▶ Text passage
·····
# [seqfan] BIPRODUCT of Two Sequences (Hadamard)

Marc LeBrun mlb at fxpt.com
Sun Nov 7 22:44:48 CET 2004

>=Paul D. Hanna
> Given two sequences with known g.f., what is the g.f. of the sequence
> resulting from the term-by-term product of the sequences?

It can be expressed as a contour integral "convolving" the two GFs.  The
integrand "kernel" is basically like f(z)g(1/z)/z (with some scale factor
involving pi).  As z goes around the unit circle (say) the individual cross
terms are like f[p] exp(ipt) g[q] exp(-iqt).  The orthogonality of exp
causes all of these to be zero except when p=q (around contours, GFs and
Fourier series are "morally equivalent").

Of course, as with integration generally, the value of the resulting
integral may or may not be expressible in "closed form" as easily as the f
and g were.

> Suppose we call this the "BIPRODUCT" of the two sequences
> (is there a better term for this?).

I learned this from vol. 1 of Z. A. Melzak's (fascinating but typo-marred)
"Companion to Conrete Mathematics".  Unfortunately I can't seem to find my
copy right now to give you a better reference...
·····
▶ Data entries
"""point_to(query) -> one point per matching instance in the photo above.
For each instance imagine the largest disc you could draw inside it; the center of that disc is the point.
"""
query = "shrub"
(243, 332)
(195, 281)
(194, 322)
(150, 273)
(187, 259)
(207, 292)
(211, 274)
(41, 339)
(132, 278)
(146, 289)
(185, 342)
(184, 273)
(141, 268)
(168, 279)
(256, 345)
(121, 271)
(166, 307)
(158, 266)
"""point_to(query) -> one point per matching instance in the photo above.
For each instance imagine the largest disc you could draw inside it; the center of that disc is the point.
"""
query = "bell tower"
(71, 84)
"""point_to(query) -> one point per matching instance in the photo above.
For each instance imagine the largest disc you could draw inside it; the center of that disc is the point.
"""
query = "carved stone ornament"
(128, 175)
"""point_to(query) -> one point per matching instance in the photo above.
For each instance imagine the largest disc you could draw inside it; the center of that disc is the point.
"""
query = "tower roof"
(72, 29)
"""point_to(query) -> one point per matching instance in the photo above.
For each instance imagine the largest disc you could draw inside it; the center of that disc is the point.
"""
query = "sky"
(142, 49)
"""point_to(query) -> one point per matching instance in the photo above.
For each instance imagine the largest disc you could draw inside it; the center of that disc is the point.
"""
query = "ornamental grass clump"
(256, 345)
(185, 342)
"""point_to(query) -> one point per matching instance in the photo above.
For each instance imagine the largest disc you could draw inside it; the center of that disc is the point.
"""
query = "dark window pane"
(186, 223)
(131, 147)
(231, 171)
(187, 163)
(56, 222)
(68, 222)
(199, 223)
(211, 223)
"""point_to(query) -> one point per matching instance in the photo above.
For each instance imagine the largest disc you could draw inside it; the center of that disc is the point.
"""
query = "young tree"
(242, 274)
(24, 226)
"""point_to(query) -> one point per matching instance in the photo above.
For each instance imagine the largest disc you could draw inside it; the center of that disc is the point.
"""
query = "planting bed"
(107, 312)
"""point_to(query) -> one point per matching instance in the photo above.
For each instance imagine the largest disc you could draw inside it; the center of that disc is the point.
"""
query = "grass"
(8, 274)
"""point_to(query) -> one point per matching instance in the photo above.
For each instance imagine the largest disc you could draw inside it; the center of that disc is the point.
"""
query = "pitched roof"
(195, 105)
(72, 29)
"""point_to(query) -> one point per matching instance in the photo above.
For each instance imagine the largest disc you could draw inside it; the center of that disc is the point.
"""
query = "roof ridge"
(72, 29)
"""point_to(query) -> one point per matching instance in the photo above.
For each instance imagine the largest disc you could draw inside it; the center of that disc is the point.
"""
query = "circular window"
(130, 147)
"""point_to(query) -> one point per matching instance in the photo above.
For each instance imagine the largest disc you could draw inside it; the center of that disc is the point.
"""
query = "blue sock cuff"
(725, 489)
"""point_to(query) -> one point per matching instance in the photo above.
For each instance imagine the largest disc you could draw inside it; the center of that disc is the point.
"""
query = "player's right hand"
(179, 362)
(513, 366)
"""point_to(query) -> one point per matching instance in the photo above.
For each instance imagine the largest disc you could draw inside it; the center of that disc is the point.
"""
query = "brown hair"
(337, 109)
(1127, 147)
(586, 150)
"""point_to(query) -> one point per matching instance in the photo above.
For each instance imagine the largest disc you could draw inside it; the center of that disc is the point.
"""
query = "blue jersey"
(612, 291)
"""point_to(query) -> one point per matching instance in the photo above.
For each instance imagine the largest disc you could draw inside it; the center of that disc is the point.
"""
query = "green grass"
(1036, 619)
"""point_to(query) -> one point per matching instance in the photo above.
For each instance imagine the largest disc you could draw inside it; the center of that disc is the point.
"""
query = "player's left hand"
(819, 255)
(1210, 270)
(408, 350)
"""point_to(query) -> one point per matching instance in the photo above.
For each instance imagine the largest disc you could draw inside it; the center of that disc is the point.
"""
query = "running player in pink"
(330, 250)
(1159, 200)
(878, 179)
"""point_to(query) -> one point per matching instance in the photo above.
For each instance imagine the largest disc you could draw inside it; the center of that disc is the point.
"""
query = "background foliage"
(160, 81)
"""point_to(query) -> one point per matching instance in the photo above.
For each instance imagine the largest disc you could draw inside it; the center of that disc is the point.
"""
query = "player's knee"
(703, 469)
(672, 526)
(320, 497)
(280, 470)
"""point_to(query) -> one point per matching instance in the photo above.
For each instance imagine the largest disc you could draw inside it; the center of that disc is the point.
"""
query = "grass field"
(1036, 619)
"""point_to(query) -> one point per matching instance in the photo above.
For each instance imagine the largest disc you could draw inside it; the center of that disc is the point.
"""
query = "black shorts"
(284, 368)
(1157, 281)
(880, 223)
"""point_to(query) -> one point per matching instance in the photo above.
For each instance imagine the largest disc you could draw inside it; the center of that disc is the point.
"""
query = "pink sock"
·····
▶ Exercise instructions
Summarize the mailing-list reply above in two sentences.

▶ Output below
The generating function of the term-by-term product of two sequences can be written as a contour integral that convolves the two generating functions, with a kernel roughly like f(z)g(1/z)/z, and the orthogonality of exp makes every cross term vanish except where p=q. The resulting integral may or may not have a closed form as easily as f and g did, and the writer learned the method from volume 1 of a book by Z. A. Melzak.